Direction |
Reproduce the records below exactly as they appear.

Listed entries |
+++++
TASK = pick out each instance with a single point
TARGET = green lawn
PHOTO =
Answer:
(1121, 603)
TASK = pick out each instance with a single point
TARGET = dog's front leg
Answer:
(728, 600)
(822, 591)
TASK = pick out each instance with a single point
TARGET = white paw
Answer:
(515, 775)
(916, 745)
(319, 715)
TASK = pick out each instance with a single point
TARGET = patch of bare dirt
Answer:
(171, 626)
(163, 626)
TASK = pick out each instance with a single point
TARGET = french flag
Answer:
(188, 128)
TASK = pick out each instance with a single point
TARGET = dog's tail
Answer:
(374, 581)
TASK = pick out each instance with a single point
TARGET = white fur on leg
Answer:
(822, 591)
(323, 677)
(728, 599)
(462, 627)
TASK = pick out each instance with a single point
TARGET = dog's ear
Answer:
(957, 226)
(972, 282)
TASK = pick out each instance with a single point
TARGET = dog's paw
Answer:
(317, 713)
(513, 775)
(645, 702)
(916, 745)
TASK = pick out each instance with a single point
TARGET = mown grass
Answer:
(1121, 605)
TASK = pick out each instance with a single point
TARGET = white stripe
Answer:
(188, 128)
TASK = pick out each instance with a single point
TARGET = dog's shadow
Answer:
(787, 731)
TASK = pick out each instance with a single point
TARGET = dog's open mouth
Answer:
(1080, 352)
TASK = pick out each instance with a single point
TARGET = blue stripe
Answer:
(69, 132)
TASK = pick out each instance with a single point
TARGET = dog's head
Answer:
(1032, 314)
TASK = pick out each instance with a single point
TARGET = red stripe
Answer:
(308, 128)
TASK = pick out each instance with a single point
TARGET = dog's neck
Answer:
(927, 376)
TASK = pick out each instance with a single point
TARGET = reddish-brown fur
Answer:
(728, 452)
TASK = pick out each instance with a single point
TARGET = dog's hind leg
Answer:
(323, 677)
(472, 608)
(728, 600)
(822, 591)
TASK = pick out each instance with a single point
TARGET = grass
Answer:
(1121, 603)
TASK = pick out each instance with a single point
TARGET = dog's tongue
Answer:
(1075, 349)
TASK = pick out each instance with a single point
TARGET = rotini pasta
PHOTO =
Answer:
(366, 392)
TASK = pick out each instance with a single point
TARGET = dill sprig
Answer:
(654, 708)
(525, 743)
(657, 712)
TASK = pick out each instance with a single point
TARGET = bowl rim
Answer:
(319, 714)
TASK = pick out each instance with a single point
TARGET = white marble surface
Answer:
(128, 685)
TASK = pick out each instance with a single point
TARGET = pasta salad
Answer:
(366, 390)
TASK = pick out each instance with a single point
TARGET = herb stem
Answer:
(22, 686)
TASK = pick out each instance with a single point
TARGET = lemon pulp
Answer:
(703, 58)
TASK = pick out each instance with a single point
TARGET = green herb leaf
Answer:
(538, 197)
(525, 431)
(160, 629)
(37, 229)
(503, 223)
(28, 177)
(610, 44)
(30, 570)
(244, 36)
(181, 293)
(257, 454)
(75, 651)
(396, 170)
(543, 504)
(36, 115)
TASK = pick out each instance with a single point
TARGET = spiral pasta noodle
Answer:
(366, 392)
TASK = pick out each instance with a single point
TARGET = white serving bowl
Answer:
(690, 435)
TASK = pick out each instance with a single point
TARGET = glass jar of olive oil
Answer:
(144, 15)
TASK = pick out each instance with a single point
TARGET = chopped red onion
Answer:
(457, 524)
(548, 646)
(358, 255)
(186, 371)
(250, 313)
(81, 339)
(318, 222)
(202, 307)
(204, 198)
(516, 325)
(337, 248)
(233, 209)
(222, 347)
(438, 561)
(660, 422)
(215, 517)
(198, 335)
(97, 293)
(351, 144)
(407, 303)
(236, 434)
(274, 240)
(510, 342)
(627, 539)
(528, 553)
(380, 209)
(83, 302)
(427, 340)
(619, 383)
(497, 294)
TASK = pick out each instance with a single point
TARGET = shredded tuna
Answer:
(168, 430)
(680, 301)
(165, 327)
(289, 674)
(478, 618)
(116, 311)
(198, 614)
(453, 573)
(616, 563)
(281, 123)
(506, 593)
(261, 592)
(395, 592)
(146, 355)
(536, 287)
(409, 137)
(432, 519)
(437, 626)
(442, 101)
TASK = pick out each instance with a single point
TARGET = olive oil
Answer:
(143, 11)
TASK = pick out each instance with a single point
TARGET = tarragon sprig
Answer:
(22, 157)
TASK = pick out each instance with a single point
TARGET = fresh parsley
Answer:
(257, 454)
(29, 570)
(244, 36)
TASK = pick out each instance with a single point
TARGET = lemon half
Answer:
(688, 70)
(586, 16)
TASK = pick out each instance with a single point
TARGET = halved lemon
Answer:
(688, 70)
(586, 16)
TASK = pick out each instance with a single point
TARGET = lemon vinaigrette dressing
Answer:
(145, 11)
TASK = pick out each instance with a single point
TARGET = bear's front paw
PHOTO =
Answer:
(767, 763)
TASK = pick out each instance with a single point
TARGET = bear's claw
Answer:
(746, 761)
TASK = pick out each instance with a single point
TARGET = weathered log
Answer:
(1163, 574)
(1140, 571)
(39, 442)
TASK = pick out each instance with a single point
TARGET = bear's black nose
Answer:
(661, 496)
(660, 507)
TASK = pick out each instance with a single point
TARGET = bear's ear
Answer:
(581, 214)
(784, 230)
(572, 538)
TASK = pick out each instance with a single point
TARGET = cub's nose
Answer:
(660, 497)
+++++
Solution for this task |
TASK = pick out each instance with a single point
TARGET = green lawn
PHOTO =
Answer:
(1121, 603)
TASK = pick out each instance with a single point
TARGET = dog's front leg
Answer:
(728, 600)
(822, 591)
TASK = pick out each instance with a single point
TARGET = white paw
Answer:
(515, 775)
(916, 745)
(319, 715)
TASK = pick out each instance with a single point
TARGET = patch of bare dirt
Answer:
(171, 626)
(163, 626)
TASK = pick out each instance with a single point
TARGET = french flag
Answer:
(188, 128)
TASK = pick out each instance with a single point
TARGET = dog's tail
Answer:
(374, 581)
TASK = pick out each instance with a single point
TARGET = white fur on leg
Answer:
(822, 591)
(323, 677)
(728, 599)
(462, 627)
TASK = pick out each instance with a single point
TARGET = dog's ear
Answer:
(957, 226)
(972, 282)
TASK = pick out each instance with a single point
TARGET = dog's paw
Answer:
(317, 713)
(513, 775)
(645, 702)
(916, 745)
TASK = pick out each instance with a single point
TARGET = mown grass
Answer:
(1121, 605)
TASK = pick out each instance with a single point
TARGET = white stripe
Answer:
(188, 128)
TASK = pick out each instance with a single point
TARGET = dog's shadow
Answer:
(787, 731)
TASK = pick out each instance with a single point
TARGET = dog's open mouth
Answer:
(1080, 352)
TASK = pick out each instance with a single point
TARGET = blue stripe
Answer:
(69, 132)
TASK = pick out each instance with a single point
TARGET = dog's head
Answer:
(1032, 314)
TASK = pick out each instance with a single point
TARGET = red stripe
Answer:
(308, 128)
TASK = pick out each instance with a single point
TARGET = dog's neck
Answer:
(927, 376)
TASK = pick out each instance with a single point
TARGET = reddish-brown fur
Answer:
(728, 452)
TASK = pick out each instance with a single point
TARGET = dog's hind leg
Answer:
(323, 677)
(472, 608)
(728, 600)
(822, 591)
TASK = pick out each instance with a single point
TARGET = grass
Answer:
(1121, 603)
TASK = pick out each instance with a single point
TARGET = dog's tongue
Answer:
(1075, 349)
TASK = pick out each instance with a single point
TARGET = rotini pasta
PHOTO =
Answer:
(366, 392)
TASK = pick out each instance with a single point
TARGET = dill sprig
Answer:
(654, 708)
(525, 743)
(657, 712)
TASK = pick out each instance with a single point
TARGET = bowl rim
Answer:
(319, 714)
TASK = pick out each instance with a single point
TARGET = white marble surface
Answer:
(128, 685)
TASK = pick out each instance with a single point
TARGET = pasta salad
Answer:
(366, 390)
TASK = pick out each instance with a single point
TARGET = herb stem
Answer:
(22, 686)
TASK = pick out each instance with a single point
TARGET = lemon pulp
Answer:
(703, 58)
TASK = pick out each instance with a single point
TARGET = green herb leaf
Answer:
(538, 197)
(525, 431)
(160, 629)
(37, 229)
(503, 223)
(28, 177)
(610, 44)
(30, 570)
(244, 36)
(181, 293)
(257, 454)
(75, 651)
(396, 170)
(543, 504)
(36, 115)
TASK = pick out each instance with a single point
TARGET = spiral pasta noodle
Answer:
(366, 392)
TASK = pick out each instance with a single point
TARGET = white serving bowl
Answer:
(690, 435)
TASK = pick out each instance with a single point
TARGET = glass jar of olive oil
Answer:
(144, 15)
TASK = pick out each instance with a single point
TARGET = chopped red onion
Answer:
(457, 524)
(548, 646)
(358, 255)
(186, 371)
(250, 313)
(81, 339)
(318, 222)
(202, 307)
(204, 198)
(516, 325)
(337, 248)
(233, 209)
(222, 347)
(438, 561)
(660, 422)
(215, 517)
(198, 335)
(97, 293)
(351, 144)
(407, 303)
(236, 434)
(274, 240)
(510, 342)
(627, 539)
(528, 553)
(380, 209)
(83, 302)
(427, 340)
(619, 383)
(497, 294)
TASK = pick out each instance with a single point
TARGET = shredded tuna
Answer:
(168, 430)
(680, 301)
(165, 327)
(289, 674)
(478, 618)
(116, 311)
(198, 614)
(453, 573)
(616, 563)
(281, 123)
(506, 593)
(261, 592)
(395, 592)
(146, 355)
(536, 287)
(409, 137)
(432, 519)
(437, 626)
(442, 101)
TASK = pick out each instance with a single point
TARGET = olive oil
Answer:
(143, 11)
TASK = pick out each instance with a single point
TARGET = tarragon sprig
Answer:
(22, 157)
TASK = pick out each instance with a single point
TARGET = fresh parsley
Answer:
(257, 454)
(29, 570)
(244, 36)
TASK = pick out each instance with a single point
TARGET = lemon half
Answer:
(688, 70)
(586, 16)
TASK = pick out each instance with a single point
TARGET = halved lemon
Answer:
(688, 70)
(586, 16)
TASK = pick out each instance with a single point
TARGET = lemon vinaigrette dressing
Answer:
(145, 11)
TASK = pick out each instance with a single point
TARGET = bear's front paw
PHOTO =
Answer:
(767, 763)
TASK = pick out each instance with a single point
TARGET = bear's claw
Answer:
(746, 761)
TASK = pick out each instance with a single point
TARGET = weathered log
Answer:
(1163, 574)
(1140, 571)
(39, 442)
TASK = pick out each instance with a single point
TARGET = bear's black nose
Answer:
(661, 496)
(660, 507)
TASK = pick out each instance with a single point
TARGET = bear's ear
Answer:
(581, 214)
(784, 230)
(572, 538)
TASK = pick out each instance with a single point
TARGET = cub's nose
Answer:
(660, 497)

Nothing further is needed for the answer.